# Right Place and Ready!



## JetSkiBrian (Jun 1, 2009)

Yesterday and today I took my jet ski along the shorelines of Poquoson close to where I live. I was in the right place and ready! I managed some decent shots that I thought I would share. There were over fifty Osprey diving and getting Shad right next to me, really cool to see! The Flounder was in my minnow pot.


----------



## goinfishing (Sep 10, 2013)

Awesome shots! Really like the shot with the osprey in the diving position. That bird is laser focused on its prey


----------



## JetSkiBrian (Jun 1, 2009)

Thanks! Here are couple more from yesterday.


----------



## Bigfisherman (Apr 22, 2005)

Great shots. Thanks


----------



## Wkndfishlife (Oct 13, 2013)

I'm pretty sure that Shad was not singing the "I believe I can fly" song as he was being lifted out of the water.


----------



## bogeyman71 (Dec 12, 2013)

Brian, what kind of camera do you use. You always have great pictures.


----------



## JetSkiBrian (Jun 1, 2009)

Thanks, I have a Nikon D3100 and was using a 55-300mm lens.


----------



## bogeyman71 (Dec 12, 2013)

Thanks for the quick response and keep the pics coming. Its great to see them when your stuck 400 miles inland.


----------



## Banus (Apr 21, 2004)

I have been away from this site for a while. Great to see your pictures again. Nice work!


----------



## Suavea (Oct 9, 2002)

I love the #9 shot because of the look on that fish's face. Do ya think he knows what's about to happen. I think so.


----------



## Smittroc (May 1, 2009)

so awesome!


----------



## Andre (Mar 15, 2003)

Niiiice...again


----------

········

Aim A ▸ Decide whether each statement below agrees with the thread about photos from Poquoson, answering yes or no and quoting the deciding words: (i) The photos were taken with a Nikon D3100 and a 55-300mm lens. (ii) The Flounder came from the poster's minnow pot. (iii) Fewer than twenty Osprey were diving near the jet ski.

········

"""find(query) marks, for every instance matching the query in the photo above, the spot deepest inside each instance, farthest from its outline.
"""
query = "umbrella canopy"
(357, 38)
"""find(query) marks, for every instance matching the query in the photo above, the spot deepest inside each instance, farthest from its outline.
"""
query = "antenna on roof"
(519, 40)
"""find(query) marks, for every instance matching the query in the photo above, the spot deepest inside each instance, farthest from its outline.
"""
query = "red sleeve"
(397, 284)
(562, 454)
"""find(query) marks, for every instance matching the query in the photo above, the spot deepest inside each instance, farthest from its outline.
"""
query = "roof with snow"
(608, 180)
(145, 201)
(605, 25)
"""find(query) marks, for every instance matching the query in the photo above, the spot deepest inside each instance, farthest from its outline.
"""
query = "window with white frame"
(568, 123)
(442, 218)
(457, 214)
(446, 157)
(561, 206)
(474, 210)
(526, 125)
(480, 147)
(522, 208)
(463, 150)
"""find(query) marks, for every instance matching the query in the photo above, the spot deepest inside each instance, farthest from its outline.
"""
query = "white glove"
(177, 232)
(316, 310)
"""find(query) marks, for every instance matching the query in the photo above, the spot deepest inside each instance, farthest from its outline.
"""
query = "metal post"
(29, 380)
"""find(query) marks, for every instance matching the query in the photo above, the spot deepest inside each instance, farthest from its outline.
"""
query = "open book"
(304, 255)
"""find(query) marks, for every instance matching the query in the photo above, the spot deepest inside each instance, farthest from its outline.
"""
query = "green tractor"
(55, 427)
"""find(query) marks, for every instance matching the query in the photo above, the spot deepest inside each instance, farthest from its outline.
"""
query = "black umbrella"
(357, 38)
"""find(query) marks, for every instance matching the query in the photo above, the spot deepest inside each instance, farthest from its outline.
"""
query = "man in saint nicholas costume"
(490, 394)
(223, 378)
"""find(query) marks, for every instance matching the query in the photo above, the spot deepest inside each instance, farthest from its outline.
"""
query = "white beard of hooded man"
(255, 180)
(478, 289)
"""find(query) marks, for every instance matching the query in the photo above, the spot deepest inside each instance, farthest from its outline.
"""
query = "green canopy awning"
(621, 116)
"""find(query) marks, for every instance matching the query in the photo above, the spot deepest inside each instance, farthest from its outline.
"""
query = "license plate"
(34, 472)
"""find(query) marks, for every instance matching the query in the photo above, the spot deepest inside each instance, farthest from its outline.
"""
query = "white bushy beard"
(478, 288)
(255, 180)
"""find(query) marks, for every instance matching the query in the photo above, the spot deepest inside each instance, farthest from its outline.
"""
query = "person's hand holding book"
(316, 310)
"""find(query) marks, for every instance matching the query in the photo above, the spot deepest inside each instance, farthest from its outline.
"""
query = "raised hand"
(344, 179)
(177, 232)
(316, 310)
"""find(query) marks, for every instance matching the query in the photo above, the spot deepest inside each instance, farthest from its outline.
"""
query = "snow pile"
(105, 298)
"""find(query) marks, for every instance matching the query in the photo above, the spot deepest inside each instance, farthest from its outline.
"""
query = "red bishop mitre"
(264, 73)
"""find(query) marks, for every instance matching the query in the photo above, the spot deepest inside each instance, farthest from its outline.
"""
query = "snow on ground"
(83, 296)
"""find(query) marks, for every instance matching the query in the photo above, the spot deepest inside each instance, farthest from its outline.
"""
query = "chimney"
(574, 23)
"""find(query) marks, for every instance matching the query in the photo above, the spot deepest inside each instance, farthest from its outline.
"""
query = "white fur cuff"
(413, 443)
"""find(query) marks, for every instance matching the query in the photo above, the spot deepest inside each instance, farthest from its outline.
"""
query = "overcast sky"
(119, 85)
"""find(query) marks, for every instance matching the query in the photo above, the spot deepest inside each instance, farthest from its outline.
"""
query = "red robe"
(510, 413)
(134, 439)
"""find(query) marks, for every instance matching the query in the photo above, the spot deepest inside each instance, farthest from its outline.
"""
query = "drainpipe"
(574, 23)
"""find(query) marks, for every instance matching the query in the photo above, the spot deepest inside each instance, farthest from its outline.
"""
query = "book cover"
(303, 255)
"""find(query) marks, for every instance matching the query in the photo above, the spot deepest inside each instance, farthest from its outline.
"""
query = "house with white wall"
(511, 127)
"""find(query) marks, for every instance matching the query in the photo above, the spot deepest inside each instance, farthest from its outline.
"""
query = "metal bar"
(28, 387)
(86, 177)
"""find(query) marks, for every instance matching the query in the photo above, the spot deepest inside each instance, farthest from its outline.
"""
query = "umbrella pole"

········

Aim B ▸ State only the number of lines in the listing that contain the string "green".

Exercise response A ▸
(i) Yes: "I have a Nikon D3100 and was using a 55-300mm lens."
(ii) Yes: "The Flounder was in my minnow pot."
(iii) No: "There were over fifty Osprey diving and getting Shad right next to me"

Exercise response B ▸ 2